Please edit the entries from the line with "target: white and blue running top" through the line with "306 108 L 324", replacing "running top" with "singlet". Give back those lines with everything else left the same.

Begin DATA RECORDS

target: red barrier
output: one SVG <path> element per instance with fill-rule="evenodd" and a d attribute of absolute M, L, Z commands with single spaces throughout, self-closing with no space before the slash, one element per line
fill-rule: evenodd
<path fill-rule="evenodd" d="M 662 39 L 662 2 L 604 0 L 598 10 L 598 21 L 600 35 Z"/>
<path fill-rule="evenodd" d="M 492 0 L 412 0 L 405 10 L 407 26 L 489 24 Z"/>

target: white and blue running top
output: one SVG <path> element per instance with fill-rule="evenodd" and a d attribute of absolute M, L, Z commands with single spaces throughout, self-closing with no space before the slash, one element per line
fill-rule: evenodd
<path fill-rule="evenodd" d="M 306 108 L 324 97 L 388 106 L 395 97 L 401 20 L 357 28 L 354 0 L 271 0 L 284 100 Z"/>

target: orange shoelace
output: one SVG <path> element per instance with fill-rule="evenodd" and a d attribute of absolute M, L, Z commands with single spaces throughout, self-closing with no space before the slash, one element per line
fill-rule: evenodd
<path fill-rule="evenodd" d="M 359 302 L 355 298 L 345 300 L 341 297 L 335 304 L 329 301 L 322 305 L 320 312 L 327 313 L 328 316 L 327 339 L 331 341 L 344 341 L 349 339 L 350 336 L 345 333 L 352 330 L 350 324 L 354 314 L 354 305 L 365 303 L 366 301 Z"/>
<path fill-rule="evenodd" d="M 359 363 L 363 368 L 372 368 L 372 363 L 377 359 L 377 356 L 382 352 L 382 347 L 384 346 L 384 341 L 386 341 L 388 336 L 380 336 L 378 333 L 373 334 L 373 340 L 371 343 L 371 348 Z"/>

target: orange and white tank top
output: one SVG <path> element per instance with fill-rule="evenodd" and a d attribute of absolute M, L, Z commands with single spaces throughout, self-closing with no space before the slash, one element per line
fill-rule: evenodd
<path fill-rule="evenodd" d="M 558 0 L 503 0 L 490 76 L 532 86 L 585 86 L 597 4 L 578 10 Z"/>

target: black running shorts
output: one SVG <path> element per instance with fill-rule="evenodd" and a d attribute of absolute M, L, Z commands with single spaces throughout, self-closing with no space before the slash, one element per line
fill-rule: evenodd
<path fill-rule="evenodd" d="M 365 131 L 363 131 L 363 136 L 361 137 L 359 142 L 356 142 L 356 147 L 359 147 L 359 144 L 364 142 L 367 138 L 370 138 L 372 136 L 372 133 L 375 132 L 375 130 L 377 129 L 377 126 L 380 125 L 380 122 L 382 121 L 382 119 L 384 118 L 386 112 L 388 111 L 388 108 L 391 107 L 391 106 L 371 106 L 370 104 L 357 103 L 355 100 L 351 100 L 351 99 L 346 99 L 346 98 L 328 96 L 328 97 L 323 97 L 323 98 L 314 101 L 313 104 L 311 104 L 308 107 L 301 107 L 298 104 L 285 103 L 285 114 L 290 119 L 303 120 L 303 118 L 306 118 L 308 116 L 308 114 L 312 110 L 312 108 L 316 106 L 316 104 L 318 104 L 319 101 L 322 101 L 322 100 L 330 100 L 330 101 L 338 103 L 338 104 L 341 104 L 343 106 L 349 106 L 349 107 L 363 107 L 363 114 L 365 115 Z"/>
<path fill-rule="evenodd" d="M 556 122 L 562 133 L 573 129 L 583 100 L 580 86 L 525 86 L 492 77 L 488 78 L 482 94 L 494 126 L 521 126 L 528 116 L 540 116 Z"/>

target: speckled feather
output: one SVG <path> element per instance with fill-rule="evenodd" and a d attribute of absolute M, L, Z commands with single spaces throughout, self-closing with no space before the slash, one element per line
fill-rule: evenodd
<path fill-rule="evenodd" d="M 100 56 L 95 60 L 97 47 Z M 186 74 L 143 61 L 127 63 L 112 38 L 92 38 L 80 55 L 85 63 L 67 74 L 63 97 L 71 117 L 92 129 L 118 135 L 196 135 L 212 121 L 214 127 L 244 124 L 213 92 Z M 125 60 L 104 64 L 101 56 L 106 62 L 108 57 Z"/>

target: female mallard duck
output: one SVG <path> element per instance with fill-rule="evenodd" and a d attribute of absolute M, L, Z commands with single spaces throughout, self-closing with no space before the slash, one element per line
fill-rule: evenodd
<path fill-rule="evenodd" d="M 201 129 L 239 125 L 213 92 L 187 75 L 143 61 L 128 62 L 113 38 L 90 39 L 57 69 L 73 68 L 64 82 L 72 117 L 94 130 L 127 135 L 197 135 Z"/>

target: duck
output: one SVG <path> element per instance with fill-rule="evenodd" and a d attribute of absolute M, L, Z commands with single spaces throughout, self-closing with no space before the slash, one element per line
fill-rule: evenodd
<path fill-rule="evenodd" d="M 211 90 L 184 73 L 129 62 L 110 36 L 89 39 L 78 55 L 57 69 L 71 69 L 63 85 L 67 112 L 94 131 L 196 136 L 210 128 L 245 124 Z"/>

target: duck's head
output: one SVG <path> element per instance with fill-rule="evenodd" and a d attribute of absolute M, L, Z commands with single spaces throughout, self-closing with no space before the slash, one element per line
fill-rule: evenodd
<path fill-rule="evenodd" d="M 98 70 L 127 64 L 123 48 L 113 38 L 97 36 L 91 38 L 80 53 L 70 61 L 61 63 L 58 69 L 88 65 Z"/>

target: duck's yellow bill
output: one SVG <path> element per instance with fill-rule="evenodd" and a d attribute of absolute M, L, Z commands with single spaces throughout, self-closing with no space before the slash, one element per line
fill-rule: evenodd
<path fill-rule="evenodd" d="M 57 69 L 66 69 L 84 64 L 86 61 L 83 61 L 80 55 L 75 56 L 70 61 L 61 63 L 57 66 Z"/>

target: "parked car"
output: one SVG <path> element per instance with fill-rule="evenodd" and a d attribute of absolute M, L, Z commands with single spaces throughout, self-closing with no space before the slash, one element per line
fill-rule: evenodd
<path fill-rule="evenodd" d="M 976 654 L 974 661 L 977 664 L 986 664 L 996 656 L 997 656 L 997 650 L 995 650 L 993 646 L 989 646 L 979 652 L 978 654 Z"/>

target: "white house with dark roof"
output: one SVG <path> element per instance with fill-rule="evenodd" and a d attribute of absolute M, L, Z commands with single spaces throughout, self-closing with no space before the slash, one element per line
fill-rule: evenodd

End DATA RECORDS

§ **WRITTEN SOLUTION**:
target: white and blue singlet
output: one SVG <path> element per instance with fill-rule="evenodd" and a d attribute of absolute M, L, Z commands with single spaces throughout, self-closing with no space before the slash, one element per line
fill-rule: evenodd
<path fill-rule="evenodd" d="M 306 108 L 324 97 L 388 106 L 395 97 L 401 20 L 357 28 L 354 0 L 271 0 L 284 100 Z"/>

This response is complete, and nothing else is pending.